╭─ PASSAGE

Tuesday, May 9, 2017

Fintech and Shadow Banks

"Fintech, Regulatory Arbitrage, and the Rise of Shadow Banks" is an interesting new paper by  Greg Buchak, Gregor Matvos, Tomasz Piskorski, and Amit Seru

1. Shadow banks and fintech have grown a lot.
the market share of shadow banks in the mortgage market has nearly tripled from 14% to 38% from 2007-2015. In the Federal Housing Administration (FHA) mortgage market, which serves less creditworthy borrowers, the market share of shadow banks increased...from 20% to 75% of the market. In the mortgage market, “fintech” lenders, have increased their market share from about 5% to 15% in conforming mortgages and to 20% in FHA mortgages during the same period

2. Where are they expanding? They seem to be doing particularly well in serving lower income borrowers -- FHA loans.  They also can charge higher rates than conventional lenders, apparently a premium for convenience of not having to sit in the bank for hours and fill out forms,

Consider Quicken Loans, which has grown to the third largest mortgage lender in 2015. The Quicken “Rocket Mortgage” application is done mostly online, resulting in substantial labor and office space savings for Quicken Loans. The “Push Button. Get Mortgage” approach is also more convenient and faster for internet savvy consumers....

╰─
╭─ PROVIDED MATERIAL

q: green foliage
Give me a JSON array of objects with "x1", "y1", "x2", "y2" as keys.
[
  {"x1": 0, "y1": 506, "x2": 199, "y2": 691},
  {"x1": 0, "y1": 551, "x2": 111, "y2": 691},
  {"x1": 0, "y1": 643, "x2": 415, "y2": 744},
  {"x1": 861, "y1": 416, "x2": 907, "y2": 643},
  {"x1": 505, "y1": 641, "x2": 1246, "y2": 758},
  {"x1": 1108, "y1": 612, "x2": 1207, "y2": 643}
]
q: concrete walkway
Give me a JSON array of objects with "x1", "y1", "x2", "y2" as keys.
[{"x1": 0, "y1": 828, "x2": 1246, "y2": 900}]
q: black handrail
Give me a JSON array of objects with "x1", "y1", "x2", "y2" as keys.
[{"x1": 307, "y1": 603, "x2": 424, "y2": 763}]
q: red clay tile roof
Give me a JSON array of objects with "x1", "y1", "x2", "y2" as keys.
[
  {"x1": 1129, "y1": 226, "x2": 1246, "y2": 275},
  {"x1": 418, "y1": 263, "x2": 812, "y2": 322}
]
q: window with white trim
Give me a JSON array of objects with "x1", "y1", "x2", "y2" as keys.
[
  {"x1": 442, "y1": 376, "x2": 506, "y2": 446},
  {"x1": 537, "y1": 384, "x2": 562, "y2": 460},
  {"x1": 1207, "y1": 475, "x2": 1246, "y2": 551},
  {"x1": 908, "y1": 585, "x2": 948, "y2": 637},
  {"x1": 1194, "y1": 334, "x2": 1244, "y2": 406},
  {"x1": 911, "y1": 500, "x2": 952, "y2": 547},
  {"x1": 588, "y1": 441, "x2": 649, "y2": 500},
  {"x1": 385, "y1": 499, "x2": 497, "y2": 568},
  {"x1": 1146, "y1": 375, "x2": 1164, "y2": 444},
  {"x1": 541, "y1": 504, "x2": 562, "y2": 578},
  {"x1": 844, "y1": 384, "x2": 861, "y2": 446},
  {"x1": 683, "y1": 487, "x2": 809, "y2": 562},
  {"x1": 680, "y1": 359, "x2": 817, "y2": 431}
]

╰─

WHAT IS EXPECTED: Reproduce the passage on fintech and shadow banks from "Consider Quicken Loans, which" up to and including "internet savvy consumers....", changing "online" to "on the web".

THE REPLY:
Consider Quicken Loans, which has grown to the third largest mortgage lender in 2015. The Quicken “Rocket Mortgage” application is done mostly on the web, resulting in substantial labor and office space savings for Quicken Loans. The “Push Button. Get Mortgage” approach is also more convenient and faster for internet savvy consumers....